# [Entries provided]
◇ ◇ ◇ ◇
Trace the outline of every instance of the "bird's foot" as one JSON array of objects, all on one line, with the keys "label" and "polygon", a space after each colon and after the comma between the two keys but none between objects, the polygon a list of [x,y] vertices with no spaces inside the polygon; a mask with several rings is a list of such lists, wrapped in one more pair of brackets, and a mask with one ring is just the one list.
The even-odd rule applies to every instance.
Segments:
◇ ◇ ◇ ◇
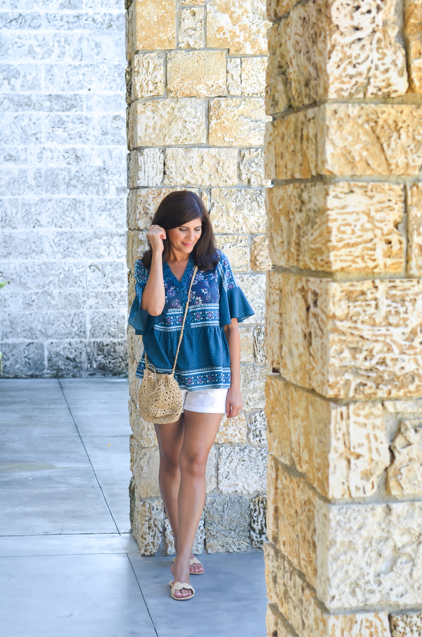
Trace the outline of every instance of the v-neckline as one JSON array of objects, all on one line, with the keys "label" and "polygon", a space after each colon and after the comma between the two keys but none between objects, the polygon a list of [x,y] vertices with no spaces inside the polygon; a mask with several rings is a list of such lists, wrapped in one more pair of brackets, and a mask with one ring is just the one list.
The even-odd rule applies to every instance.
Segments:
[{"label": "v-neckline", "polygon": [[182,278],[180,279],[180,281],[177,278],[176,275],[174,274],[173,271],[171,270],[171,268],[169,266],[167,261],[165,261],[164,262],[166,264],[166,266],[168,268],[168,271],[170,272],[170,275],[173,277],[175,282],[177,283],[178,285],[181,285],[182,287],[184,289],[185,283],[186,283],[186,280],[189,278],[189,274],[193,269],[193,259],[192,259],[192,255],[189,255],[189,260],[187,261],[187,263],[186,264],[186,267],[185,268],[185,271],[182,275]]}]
◇ ◇ ◇ ◇
# [Exercise prompt]
Which lines in the records above contain the string "comma"? Gather each of them and copy it out in full.

# [Solution to this exercise]
Trace the outline of every instance of the "bird's foot" as one JSON array of objects, all on one line, with the keys "label" and "polygon", a space after each colon and after the comma between the two keys but none between objects, the polygon a list of [x,y] vertices with no spaces inside the polygon; a mask with several rings is a list of such lists, wrapped in one more pair of brackets, and a mask with one ring is just the one list.
Trace the outline of every instance of the v-neckline as one JSON array of objects, all on one line, with the keys "label" and "polygon", a space after each colon and after the comma between the two keys but none between objects, the polygon a list of [x,y] vertices with no spaces inside the polygon; a mask with several rings is a list of such lists, wrapped in one more pair of brackets, and a mask with one ring is just the one list.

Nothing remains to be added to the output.